WORK TASK ▸ Return, exactly and in full, the lines of the records below starting at the one with "box: [324, 254, 436, 371]" and ending at the one with "271L492 265L452 292L456", and no other lines.
==== DATA PROVIDED ====
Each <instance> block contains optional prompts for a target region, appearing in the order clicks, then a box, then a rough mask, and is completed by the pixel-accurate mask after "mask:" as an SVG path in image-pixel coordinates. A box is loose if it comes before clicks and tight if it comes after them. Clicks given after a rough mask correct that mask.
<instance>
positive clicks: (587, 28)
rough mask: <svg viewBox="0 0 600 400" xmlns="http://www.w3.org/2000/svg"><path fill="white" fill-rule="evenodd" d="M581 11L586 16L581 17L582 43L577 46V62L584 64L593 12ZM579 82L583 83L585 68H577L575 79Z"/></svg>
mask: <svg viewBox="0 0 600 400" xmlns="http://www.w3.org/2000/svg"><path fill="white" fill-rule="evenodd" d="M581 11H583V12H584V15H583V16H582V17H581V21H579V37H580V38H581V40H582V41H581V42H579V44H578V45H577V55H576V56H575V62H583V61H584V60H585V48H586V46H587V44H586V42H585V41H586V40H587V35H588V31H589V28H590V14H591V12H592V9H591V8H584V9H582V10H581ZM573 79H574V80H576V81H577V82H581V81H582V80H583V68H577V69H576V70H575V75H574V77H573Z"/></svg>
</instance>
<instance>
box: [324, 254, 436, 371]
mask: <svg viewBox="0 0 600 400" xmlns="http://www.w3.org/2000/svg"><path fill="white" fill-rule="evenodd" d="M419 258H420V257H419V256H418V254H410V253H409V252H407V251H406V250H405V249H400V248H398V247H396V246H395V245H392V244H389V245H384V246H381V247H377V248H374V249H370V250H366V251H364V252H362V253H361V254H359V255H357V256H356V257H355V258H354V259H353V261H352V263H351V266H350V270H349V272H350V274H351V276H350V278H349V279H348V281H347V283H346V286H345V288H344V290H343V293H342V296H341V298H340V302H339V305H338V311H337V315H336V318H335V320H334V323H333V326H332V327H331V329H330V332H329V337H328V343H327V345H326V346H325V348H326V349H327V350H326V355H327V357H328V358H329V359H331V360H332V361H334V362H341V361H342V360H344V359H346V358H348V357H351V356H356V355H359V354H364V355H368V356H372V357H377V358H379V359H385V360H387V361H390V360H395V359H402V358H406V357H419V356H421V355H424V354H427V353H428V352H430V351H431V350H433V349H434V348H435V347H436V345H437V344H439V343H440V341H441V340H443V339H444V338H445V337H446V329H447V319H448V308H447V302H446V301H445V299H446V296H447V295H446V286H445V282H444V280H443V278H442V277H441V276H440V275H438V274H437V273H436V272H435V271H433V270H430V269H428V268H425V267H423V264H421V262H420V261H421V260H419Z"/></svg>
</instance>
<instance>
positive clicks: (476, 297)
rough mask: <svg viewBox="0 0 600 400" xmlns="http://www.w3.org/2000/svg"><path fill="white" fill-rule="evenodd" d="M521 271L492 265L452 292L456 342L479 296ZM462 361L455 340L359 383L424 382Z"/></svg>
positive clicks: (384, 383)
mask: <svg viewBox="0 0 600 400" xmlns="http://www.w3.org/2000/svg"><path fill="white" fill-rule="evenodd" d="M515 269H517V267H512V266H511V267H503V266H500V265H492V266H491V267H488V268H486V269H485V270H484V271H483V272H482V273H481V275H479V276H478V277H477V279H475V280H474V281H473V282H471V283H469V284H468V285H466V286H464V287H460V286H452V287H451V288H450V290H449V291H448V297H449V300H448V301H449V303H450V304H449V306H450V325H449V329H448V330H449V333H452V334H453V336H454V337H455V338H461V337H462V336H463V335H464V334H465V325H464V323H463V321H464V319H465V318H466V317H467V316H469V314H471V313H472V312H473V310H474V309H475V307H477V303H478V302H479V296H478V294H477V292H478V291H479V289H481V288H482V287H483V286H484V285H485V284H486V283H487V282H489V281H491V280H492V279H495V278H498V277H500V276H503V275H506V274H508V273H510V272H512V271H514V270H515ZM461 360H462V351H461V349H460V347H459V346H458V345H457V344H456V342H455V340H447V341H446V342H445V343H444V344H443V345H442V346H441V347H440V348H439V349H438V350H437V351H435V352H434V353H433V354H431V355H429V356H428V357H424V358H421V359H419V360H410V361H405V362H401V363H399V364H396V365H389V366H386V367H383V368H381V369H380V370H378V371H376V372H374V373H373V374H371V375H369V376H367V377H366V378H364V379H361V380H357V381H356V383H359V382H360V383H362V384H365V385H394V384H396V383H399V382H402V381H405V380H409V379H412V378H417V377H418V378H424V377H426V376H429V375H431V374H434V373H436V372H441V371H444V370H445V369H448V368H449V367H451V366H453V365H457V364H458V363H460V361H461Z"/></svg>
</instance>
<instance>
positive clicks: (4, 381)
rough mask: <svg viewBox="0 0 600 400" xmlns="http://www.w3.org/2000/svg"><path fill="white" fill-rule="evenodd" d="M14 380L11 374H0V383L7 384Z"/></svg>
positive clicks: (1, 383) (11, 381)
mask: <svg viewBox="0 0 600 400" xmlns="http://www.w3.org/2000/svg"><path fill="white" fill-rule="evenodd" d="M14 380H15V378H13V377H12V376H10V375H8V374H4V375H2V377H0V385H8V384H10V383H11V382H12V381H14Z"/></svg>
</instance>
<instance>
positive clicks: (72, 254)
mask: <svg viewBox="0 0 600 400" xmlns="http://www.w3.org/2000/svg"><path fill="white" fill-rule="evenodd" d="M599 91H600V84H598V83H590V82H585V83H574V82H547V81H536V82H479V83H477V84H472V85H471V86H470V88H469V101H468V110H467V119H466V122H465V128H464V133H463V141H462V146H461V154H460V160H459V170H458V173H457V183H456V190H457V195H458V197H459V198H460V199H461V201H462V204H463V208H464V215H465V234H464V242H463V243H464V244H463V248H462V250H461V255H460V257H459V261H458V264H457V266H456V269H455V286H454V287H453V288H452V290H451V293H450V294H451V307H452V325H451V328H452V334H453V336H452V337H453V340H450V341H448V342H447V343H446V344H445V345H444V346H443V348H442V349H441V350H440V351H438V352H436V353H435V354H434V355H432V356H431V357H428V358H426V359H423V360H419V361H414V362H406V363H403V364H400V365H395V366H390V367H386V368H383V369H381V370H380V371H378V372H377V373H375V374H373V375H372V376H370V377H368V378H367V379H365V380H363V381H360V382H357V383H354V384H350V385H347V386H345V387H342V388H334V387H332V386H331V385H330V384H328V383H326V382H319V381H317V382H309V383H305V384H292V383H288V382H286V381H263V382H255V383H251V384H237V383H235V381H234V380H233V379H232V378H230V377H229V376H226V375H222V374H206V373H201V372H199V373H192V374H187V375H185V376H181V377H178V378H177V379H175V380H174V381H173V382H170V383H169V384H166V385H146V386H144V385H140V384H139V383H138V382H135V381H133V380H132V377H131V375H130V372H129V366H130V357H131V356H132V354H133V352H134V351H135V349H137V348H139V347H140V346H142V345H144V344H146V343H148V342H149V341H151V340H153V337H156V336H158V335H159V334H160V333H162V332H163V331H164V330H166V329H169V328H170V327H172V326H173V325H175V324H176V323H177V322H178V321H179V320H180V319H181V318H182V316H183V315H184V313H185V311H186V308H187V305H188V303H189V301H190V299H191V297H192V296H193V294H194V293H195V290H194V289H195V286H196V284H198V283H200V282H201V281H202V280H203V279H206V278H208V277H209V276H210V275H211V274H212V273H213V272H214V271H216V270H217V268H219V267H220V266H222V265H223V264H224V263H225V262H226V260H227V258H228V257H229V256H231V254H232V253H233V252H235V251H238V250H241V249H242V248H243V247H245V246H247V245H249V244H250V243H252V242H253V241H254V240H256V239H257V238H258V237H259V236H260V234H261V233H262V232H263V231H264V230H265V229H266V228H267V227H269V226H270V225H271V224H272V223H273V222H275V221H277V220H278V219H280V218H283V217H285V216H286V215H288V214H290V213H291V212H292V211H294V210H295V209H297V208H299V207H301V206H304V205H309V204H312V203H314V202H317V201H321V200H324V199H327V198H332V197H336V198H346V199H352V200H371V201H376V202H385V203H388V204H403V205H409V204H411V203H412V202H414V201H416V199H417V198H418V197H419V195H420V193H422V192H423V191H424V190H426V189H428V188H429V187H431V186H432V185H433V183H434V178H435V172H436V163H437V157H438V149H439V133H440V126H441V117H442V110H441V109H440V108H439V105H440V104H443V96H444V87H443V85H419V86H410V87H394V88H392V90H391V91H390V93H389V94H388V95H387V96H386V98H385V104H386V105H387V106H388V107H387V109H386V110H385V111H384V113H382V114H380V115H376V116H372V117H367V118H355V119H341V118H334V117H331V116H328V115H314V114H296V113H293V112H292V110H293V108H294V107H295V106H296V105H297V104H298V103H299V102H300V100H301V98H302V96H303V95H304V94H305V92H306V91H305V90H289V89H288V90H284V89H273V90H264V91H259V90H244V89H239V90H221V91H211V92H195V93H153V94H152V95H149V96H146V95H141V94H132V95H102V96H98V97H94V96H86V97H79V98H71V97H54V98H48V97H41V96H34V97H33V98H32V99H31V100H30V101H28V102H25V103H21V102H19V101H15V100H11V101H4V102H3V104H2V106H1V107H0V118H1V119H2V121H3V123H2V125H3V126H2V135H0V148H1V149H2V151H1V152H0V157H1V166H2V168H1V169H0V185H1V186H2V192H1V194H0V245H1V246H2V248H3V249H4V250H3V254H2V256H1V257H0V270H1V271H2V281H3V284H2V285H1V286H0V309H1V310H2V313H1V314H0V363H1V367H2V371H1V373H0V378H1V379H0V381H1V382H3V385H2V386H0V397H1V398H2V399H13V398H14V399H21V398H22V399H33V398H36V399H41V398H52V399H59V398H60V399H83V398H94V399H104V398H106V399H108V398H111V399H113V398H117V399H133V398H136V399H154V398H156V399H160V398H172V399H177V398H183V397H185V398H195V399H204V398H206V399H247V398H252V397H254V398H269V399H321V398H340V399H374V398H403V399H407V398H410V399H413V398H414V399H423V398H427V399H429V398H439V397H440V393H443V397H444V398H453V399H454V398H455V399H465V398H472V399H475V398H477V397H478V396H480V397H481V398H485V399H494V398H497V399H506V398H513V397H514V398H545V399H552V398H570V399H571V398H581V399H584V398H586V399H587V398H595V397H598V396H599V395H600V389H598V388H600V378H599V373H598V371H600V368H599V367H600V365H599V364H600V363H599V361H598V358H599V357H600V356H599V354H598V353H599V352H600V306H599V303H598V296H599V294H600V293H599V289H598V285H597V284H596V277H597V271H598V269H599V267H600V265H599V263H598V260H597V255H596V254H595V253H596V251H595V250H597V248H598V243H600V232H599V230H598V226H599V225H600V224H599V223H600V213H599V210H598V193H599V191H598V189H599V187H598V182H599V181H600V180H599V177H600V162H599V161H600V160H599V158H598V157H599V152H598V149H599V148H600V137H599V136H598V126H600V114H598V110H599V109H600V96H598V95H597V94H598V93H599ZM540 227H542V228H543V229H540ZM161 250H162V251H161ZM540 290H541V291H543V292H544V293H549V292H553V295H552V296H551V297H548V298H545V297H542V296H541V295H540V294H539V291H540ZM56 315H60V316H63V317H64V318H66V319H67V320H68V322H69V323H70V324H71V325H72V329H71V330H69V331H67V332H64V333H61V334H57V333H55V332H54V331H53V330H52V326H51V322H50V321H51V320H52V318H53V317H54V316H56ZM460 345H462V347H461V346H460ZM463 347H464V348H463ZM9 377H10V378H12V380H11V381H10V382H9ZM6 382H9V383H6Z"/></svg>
====
PROBLEM SOLUTION ▸
box: [324, 254, 436, 371]
mask: <svg viewBox="0 0 600 400" xmlns="http://www.w3.org/2000/svg"><path fill="white" fill-rule="evenodd" d="M419 258H420V257H419V256H418V254H410V253H409V252H407V251H406V250H405V249H400V248H398V247H396V246H395V245H392V244H389V245H384V246H381V247H377V248H374V249H370V250H366V251H364V252H362V253H361V254H359V255H357V256H356V257H355V258H354V259H353V261H352V263H351V266H350V270H349V272H350V274H351V276H350V278H349V279H348V281H347V283H346V286H345V288H344V290H343V293H342V296H341V298H340V302H339V305H338V311H337V315H336V318H335V320H334V323H333V326H332V327H331V329H330V332H329V337H328V343H327V345H326V346H325V348H326V349H327V350H326V355H327V357H328V358H329V359H331V360H332V361H334V362H341V361H342V360H344V359H346V358H348V357H351V356H356V355H359V354H364V355H368V356H372V357H377V358H379V359H385V360H387V361H390V360H395V359H402V358H406V357H419V356H421V355H424V354H427V353H428V352H430V351H431V350H433V349H434V348H435V347H436V345H437V344H439V343H440V341H441V340H443V339H444V338H445V337H446V329H447V319H448V308H447V302H446V301H445V299H446V296H447V295H446V286H445V282H444V280H443V278H442V277H441V276H440V275H438V274H437V273H436V272H435V271H433V270H430V269H428V268H425V267H423V264H421V262H420V261H421V260H419Z"/></svg>
</instance>
<instance>
positive clicks: (476, 297)
rough mask: <svg viewBox="0 0 600 400" xmlns="http://www.w3.org/2000/svg"><path fill="white" fill-rule="evenodd" d="M521 271L492 265L452 292L456 342L479 296ZM462 361L455 340L359 383L424 382Z"/></svg>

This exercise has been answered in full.